REQUIRED TASK 1
Count the lines in the listing that contain the string "blurred". Give only the number.
begin PASSAGE SHOWN
I am having trouble querying some data. The table I am trying to pull the data from is a LOG table, where I would like to see changes in the values next to each other (example below)
Table:
+-----------+----+-------------+----------+------------+ | UNIQUE_ID | ID | NAME | CITY | DATE | +-----------+----+-------------+----------+------------+ | xa220 | 1 | John Smith | Berlin | 2020.05.01 | | xa195 | 1 | John Smith | Berlin | 2020.03.01 | | xa111 | 1 | John Smith | München | 2020.01.01 | | xa106 | 2 | James Brown | Atlanta | 2018.04.04 | | xa100 | 2 | James Brown | Boston | 2017.12.10 | | xa76 | 3 | Emily Wolf | Shanghai | 2016.11.03 | | xa20 | 3 | Emily Wolf | Shanghai | 2016.07.03 | | xa15 | 3 | Emily Wolf | Tokyo | 2014.02.22 | | xa12 | 3 | Emily Wolf | null | 2014.02.22 | +-----------+----+-------------+----------+------------+
Desired outcome:
+----+-------------+----------+---------------+ | ID | NAME | CITY | PREVIOUS_CITY | +----+-------------+----------+---------------+ | 1 | John Smith | Berlin | München | | 2 | James Brown | Atlanta | Boston | | 3 | Emily Wolf | Shanghai | Tokyo | | 3 | Emily Wolf | Tokyo | null | +----+-------------+----------+---------------+
I have been trying to use FIRST and LAST values, however, cannot get the desired outcome.
end PASSAGE SHOWN
begin THE DATA
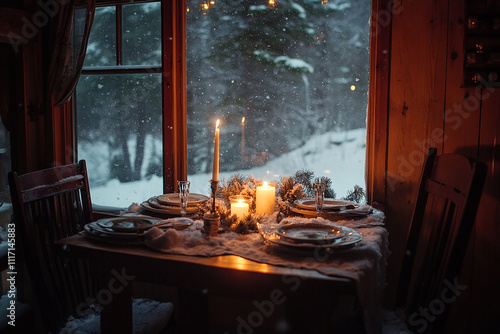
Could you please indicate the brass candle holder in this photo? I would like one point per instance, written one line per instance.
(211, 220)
end THE DATA
begin THE DATA
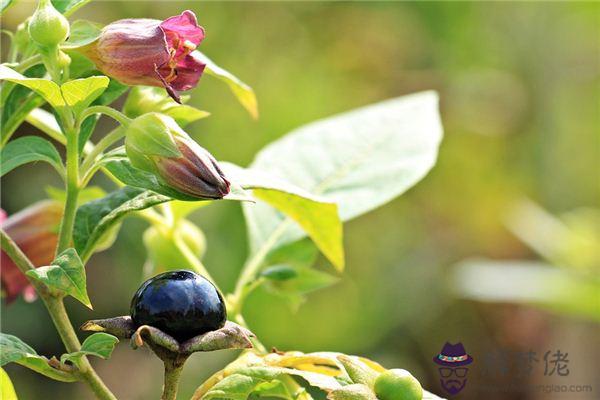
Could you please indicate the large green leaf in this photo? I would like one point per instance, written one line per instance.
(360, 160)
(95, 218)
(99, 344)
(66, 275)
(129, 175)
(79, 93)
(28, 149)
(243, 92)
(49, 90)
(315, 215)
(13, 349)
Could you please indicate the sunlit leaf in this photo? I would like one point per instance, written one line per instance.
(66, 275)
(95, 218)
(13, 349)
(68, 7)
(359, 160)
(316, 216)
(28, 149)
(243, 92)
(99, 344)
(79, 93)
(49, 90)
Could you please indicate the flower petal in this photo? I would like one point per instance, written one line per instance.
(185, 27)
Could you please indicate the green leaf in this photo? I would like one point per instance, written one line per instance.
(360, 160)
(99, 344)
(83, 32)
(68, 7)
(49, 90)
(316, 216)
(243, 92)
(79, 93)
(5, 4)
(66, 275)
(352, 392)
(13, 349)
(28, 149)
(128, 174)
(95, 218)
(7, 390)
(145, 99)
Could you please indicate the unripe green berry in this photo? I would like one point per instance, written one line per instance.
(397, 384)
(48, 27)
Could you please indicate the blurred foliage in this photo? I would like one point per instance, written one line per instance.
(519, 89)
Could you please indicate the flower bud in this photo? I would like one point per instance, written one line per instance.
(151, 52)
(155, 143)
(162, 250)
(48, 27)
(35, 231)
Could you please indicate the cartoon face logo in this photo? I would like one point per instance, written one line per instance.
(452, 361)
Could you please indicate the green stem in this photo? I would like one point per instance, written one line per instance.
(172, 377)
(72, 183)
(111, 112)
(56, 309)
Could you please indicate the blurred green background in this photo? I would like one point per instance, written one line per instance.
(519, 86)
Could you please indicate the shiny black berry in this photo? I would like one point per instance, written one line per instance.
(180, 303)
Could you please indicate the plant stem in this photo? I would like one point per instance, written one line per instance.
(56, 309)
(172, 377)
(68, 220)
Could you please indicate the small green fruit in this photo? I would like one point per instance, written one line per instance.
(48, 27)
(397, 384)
end THE DATA
REQUIRED TASK 2
List every city named in the log-table query question.

WRITTEN ANSWER 1
2

WRITTEN ANSWER 2
Berlin
München
Atlanta
Boston
Shanghai
Tokyo